Exercise task: Output an exact reproduction of the data.

── Provided records

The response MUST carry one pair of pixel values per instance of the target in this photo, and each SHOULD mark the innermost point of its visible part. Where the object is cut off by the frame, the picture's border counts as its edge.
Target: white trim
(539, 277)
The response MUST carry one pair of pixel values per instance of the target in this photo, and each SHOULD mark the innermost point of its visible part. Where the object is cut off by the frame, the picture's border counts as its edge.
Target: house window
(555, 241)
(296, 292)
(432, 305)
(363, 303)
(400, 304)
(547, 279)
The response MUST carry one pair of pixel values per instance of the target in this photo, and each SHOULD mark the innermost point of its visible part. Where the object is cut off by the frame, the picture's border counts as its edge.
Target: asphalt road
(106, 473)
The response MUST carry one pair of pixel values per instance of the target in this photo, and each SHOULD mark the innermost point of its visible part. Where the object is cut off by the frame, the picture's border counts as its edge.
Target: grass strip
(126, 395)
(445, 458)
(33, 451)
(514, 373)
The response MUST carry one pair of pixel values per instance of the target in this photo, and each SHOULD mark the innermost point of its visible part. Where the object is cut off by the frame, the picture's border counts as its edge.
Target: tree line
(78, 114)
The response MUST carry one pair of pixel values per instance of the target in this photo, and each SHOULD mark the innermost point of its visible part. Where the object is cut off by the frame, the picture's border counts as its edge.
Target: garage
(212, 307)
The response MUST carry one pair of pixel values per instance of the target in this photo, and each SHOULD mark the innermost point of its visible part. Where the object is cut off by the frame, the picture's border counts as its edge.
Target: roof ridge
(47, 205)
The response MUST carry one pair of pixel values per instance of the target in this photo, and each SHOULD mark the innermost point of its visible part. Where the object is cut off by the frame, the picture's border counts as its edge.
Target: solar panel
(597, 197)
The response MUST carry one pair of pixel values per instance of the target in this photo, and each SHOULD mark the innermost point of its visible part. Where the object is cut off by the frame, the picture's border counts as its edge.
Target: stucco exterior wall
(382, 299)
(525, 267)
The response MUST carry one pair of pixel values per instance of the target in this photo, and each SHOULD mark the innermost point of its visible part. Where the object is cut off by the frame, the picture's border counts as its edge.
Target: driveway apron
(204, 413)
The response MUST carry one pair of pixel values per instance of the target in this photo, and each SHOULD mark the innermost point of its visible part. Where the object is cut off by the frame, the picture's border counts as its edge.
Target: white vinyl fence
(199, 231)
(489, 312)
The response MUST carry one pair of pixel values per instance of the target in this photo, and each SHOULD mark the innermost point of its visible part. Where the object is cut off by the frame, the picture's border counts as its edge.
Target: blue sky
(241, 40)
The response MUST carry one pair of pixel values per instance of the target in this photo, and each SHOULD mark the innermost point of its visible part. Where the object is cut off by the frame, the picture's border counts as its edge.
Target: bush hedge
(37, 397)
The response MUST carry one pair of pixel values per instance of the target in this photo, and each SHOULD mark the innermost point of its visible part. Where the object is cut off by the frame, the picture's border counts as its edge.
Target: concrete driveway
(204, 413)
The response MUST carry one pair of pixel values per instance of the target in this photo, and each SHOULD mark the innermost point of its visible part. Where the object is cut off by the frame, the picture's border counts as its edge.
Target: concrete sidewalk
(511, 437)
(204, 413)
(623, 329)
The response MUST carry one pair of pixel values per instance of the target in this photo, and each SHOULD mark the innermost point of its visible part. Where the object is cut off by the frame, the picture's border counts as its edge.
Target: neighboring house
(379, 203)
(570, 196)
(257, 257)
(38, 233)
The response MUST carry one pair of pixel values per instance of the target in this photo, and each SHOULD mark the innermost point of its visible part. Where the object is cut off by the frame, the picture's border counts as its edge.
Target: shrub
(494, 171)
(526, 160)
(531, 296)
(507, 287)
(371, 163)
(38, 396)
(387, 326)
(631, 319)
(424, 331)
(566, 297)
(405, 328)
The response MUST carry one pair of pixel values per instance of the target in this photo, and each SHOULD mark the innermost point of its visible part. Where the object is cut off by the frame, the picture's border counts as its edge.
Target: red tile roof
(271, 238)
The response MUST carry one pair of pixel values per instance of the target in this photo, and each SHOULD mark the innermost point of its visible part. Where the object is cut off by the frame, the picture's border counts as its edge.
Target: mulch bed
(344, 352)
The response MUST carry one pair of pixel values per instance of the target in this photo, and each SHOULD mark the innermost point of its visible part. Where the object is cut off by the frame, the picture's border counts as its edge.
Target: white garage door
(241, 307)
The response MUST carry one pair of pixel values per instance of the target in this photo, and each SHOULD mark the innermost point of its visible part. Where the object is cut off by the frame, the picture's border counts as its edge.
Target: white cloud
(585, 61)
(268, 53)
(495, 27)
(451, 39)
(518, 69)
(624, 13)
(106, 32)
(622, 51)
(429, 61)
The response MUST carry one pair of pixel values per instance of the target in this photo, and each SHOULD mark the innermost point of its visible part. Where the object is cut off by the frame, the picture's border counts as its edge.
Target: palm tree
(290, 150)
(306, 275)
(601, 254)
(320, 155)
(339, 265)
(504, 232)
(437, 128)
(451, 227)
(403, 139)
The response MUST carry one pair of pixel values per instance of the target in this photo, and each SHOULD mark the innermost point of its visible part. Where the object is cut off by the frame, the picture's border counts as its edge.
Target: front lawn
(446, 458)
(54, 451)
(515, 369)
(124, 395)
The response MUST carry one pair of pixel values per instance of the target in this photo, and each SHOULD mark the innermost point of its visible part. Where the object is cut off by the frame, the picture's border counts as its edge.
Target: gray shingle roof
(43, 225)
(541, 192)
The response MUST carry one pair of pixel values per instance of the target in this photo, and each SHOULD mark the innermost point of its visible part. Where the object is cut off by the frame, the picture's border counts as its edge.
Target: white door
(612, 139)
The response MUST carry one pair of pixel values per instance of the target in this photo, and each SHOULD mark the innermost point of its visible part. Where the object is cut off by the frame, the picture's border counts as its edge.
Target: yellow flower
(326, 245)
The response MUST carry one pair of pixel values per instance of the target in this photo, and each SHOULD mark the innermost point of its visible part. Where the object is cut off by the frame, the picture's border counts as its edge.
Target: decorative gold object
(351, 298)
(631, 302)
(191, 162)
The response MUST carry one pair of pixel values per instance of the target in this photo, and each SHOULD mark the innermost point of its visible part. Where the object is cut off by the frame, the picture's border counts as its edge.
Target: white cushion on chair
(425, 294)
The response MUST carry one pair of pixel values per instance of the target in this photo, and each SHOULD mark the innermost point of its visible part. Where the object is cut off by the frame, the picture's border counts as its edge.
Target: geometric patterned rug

────

Response:
The response MUST carry one pair of pixel values per instance of the target in this photo, and each SHOULD mark the innermost point of its visible part. Where the object is cut off by the frame, the picture's border counts as its edge.
Target: white trim
(539, 277)
The response MUST carry one pair of pixel values per instance of the target in this photo, and each SHOULD mark the innermost point of its visible part. Where the object is cut off by the frame, the picture's border counts as its edge.
Target: house window
(555, 241)
(296, 292)
(432, 305)
(363, 303)
(400, 304)
(547, 279)
The response MUST carry one pair of pixel values per instance of the target in this photo, and each SHOULD mark the innermost point of its visible part. Where the object is cut off by the frame, the picture's border counts as its edge.
Target: asphalt road
(106, 473)
The response MUST carry one pair of pixel values per instance of the target in this photo, and each SHOULD mark the innermost point of its visible part. Where the object is cut off by the frame, the picture's border counts as its edge.
Target: grass strip
(126, 395)
(445, 458)
(33, 451)
(514, 373)
The response MUST carry one pair of pixel values per instance of the target in this photo, and each SHOULD mark the innermost point of its visible part. Where the object is cut off by the frame, the picture's border counts as its edge.
Target: tree line
(78, 114)
The response MUST carry one pair of pixel values per instance of the target in this photo, and each SHOULD mark the innermost point of its visible part. Where the object is cut off by the frame, the picture's border counts as its edge.
Target: garage
(212, 307)
The response MUST carry one pair of pixel values per instance of the target in this photo, and each SHOULD mark the innermost point of its visible part. Where the object is cut off by the frame, the picture's border counts as its edge.
Target: roof ridge
(47, 205)
The response MUST carry one pair of pixel values per instance of the target in this photo, and each SHOULD mark the innermost point of its visible part. Where the object is cut off by the frame, the picture's border counts as its edge.
Target: solar panel
(597, 197)
The response MUST carry one pair of pixel values per instance of the target in this photo, and each SHOULD mark the innermost point of its visible part. Where the object is cut off by the frame, the picture's border counts as its edge.
Target: stucco exterior wall
(382, 299)
(525, 267)
The response MUST carry one pair of pixel values per instance of the target in this photo, and each SHOULD mark the innermost point of its visible part. Where the object is cut off by the frame, the picture's border counts as its edge.
Target: driveway apron
(204, 413)
The response MUST carry one pair of pixel values per instance of the target in this photo, and each SHOULD mark the innermost point of its visible part. Where the object is cut off by the frame, the picture's border counts as its edge.
Target: white vinyl fence
(199, 231)
(489, 312)
The response MUST carry one pair of pixel values per instance of the target in this photo, and each SHOULD mark the innermost point of its visible part. Where the object is cut off by the frame, the picture's border counts as its edge.
Target: blue sky
(241, 40)
The response MUST carry one pair of pixel values per instance of the target in this photo, and each SHOULD mark the innermost point of its visible part. Where the object is cut off by the frame, the picture's border counts as its edge.
Target: bush hedge
(37, 397)
The response MUST carry one pair of pixel values per instance of the target in this photo, and each SHOULD mark the innermost point of its visible part. Where the object is cut off by the frame, the picture's border counts as its edge.
Target: concrete driveway
(204, 413)
The response MUST carry one pair of pixel values per instance of the target in this photo, and each SHOULD mark the innermost point of its visible part. Where the object is cut off by the frame, the picture's border counts as its edge.
Target: concrete sidewalk
(511, 437)
(204, 413)
(623, 329)
The response MUST carry one pair of pixel values per instance of the target in this photo, and each SHOULD mark the innermost point of its visible part. Where the object is cut off by the frame, the picture's border counts as its edge.
Target: neighboring house
(379, 203)
(570, 196)
(257, 257)
(38, 233)
The response MUST carry one pair of pixel values per instance of the target in this photo, and each SHOULD mark the innermost point of its visible part. Where the object is cut off by the frame, the picture's border counts as its edge.
Target: shrub
(494, 171)
(526, 160)
(531, 296)
(507, 287)
(371, 163)
(38, 396)
(387, 326)
(631, 319)
(424, 331)
(566, 297)
(405, 328)
The response MUST carry one pair of pixel values per instance of the target in this photo, and each SHOULD mark the innermost point of its visible part. Where the object is cut off by the frame, the picture's border counts as its edge.
Target: red tile roof
(271, 238)
The response MUST carry one pair of pixel values per instance of the target in this photo, and each SHOULD mark the innermost point of its visible part. Where the object is cut off by the frame, the picture's border counts as its edge.
Target: mulch bed
(344, 352)
The response MUST carry one pair of pixel values per instance of the target in this photo, and each SHOULD mark the innermost point of its visible part. Where the object is cut off by the frame, the picture's border counts as its edge.
Target: white garage door
(241, 307)
The response MUST carry one pair of pixel values per instance of the target in this photo, and each SHOULD mark the innermost point of its visible part. Where the object is cut off by the frame, the picture's border counts as its edge.
Target: white cloud
(585, 61)
(268, 53)
(495, 27)
(451, 39)
(518, 69)
(624, 13)
(106, 32)
(622, 51)
(429, 61)
The response MUST carry one pair of pixel values per instance of the target in this photo, and each SHOULD mark the innermost point of its visible part. Where the object is cut off by the frame, the picture's border counts as its edge.
Target: palm tree
(290, 150)
(306, 275)
(601, 254)
(320, 155)
(339, 265)
(504, 232)
(437, 128)
(451, 227)
(403, 139)
The response MUST carry one pair of pixel values per instance of the target in this photo, and each SHOULD mark the innermost point of its visible part. Where the object is cut off by the frame, the picture's border counts as its edge.
Target: front lawn
(446, 458)
(54, 451)
(515, 369)
(124, 395)
The response MUST carry one pair of pixel values per instance of the target in this photo, and each SHOULD mark the innermost point of its visible part. Where the object is cut off by the frame, the picture's border counts as its edge.
Target: gray shingle roof
(43, 225)
(541, 192)
The response MUST carry one pair of pixel values per instance of the target in this photo, and each SHOULD mark the innermost point of its visible part. Where the object is cut off by the frame, the picture's border counts as its edge.
Target: white door
(612, 139)
The response MUST carry one pair of pixel values per instance of the target in this photo, and each SHOULD mark the innermost point of its visible part. Where the object is cut off by the frame, the picture's border counts as its edge.
Target: yellow flower
(326, 245)
The response MUST carry one pair of pixel values per instance of the target in this photo, and each SHOULD mark the innermost point of its visible part. Where the object is cut off by the frame, the picture's border counts as its edge.
Target: decorative gold object
(351, 298)
(631, 302)
(191, 162)
The response MUST carry one pair of pixel values per instance of the target in this photo, and each SHOULD mark the innermost point of its visible part. Where the object is cut off by the frame, the picture's border counts as its edge.
Target: white cushion on chair
(425, 294)
The response MUST carry one pair of pixel values per instance of the target in this photo, and each SHOULD mark the innermost point of its visible part. Where the object is cut off by the frame, the picture's border counts as its edge.
Target: geometric patterned rug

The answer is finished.